[Source document]:
________________

Why nobody is talking about Graham Number in this wonderful opportunistic situation

I have just started my journey after reading " Intelligent Investor" by Benjamin Graham.
one of the great learning’s from the book was Graham Number and safety of margin in terms of stock selection. But unfortunately it seems nobody talks about the concept anymore. I rather find it extremely baffling since there are at-least 50 good companies stock are available with lot of safety of margin since last 3 months. can some seniors guide me on this more @hitesh2710 @pankha @DMUTHUKRISHNAN @basumallick


Can you share these companies and the exact filter you use? We can have an interesting discussion if we know what kind of companies are currently making the cut.

I last did an exhaustive graham kind of filter (net nets kind of things) in late March and found a couple of interesting companies. However, most of these were quite small (<150 cr.). Here are my recollections which were not obvious frauds:

  • Shemaroo (due to its high stated inventory)
  • Cochin shipyard and BSE because of their large cash
  • NALCO NMDC and a few other cyclicals because these are debt free and are at low part of their cycles (you need to bet that cycle will turn at some point)
  • Unichem labs came to 0.66 of its net working capital for one day (that was a no brainer and I was stupid enough not to buy it!!!)

________________

[Image region labeling rows]:
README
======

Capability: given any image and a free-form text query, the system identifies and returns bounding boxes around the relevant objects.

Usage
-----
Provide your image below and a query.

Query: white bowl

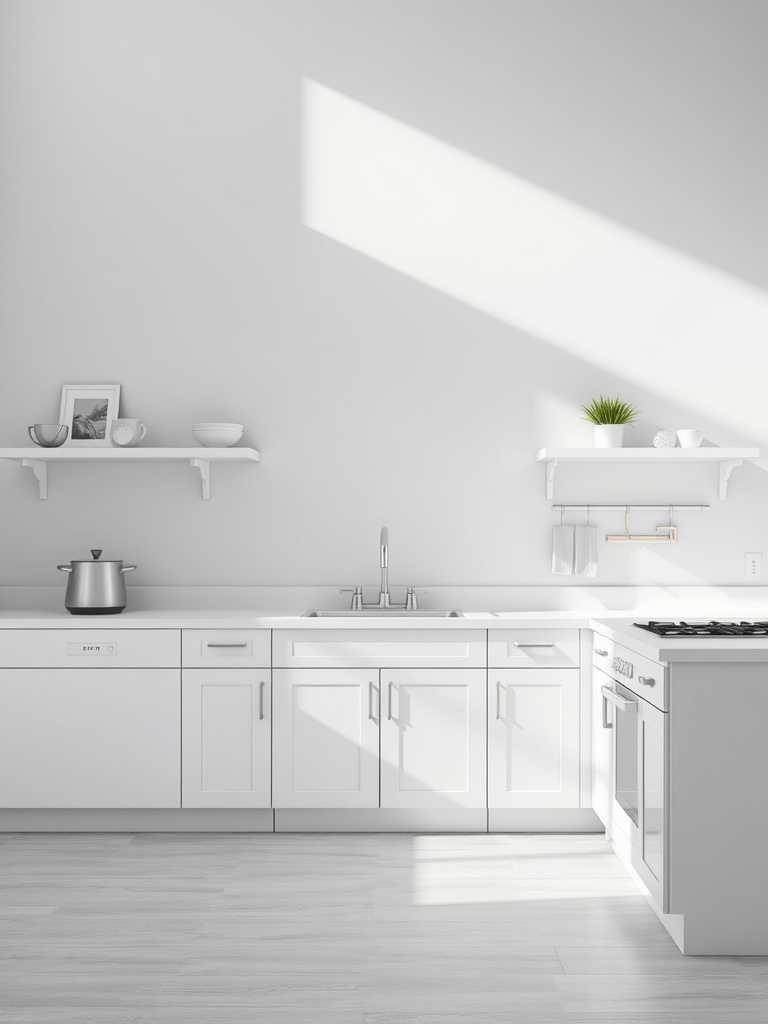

________________

[Directives]:
A. Translate this sentence from the Graham Number forum discussion into Spanish: "Can you share these companies and the exact filter you use?"
B. Continue the forum discussion about the Graham Number from the point where the text stops.
These rows have no connection to the forum discussion about the Graham Number.

[Expected answers]:
A. ¿Puedes compartir estas empresas y el filtro exacto que usas?

B.
However, most of the net net opportunities (BSE, Unichem) have already been arbitraged. For Shemaroo, you need to trust its stated inventory number, if you do its a net net. Some other companies were too small for my liking (i.e. like 50 cr. Mcap) and I didn’t understand them.

1 Like

companies from different sectors but not necessarily less than their graham number, some are very close to GN. Some of the names from my vault. You can just screen these through Screener.in…
Rane Brake, GNA Axles, Apex Frozen, Transpek, Insectisides, UPL, Tata Chemicals, Chambal, GM Brew, Assoc Alcohol,E-Clerx, Excel, Oriental Carbon, Kanchi Karpooram, Mangalam, Ultramarine, Diamines, Permanent Magnet, Voltamp, ISGEC, VA Tech Wabag, PSP, PNC Infra, H.G Infra, KNR, Sun TV, TV Today, Tech M and HCL (not exactly though), Expleo, Sandur Manganese, Maithan Alloys, Tata Metaliks, Jindal Hisar, Welspun Corp, NESCO, Pokarna, Spandana Spoorthy, Manappuram, PFC, IOC, AlphaGeo,Repro, Suven, Jubilant (almost), Tyche, Nilkamal, Mayur Uniq, Andhra Paper, Jagdamba Poly, Sobha, Cochin Shipyard, Andhra Sugar, Dhampur Sugar, Balrampur Chini,Kewal Kiran, Kitex and Avantel

1 Like

The list you are sharing is clearly not the original graham net nets. Graham stated that if a company’s market cap is below 2/3rd of its net liquidable value, we should buy them as a basket. His selling rule was 50% gain or 2 years (whichever happens first). That’s the most classic graham screen and one that I follow as this situation doesn’t happen quite often.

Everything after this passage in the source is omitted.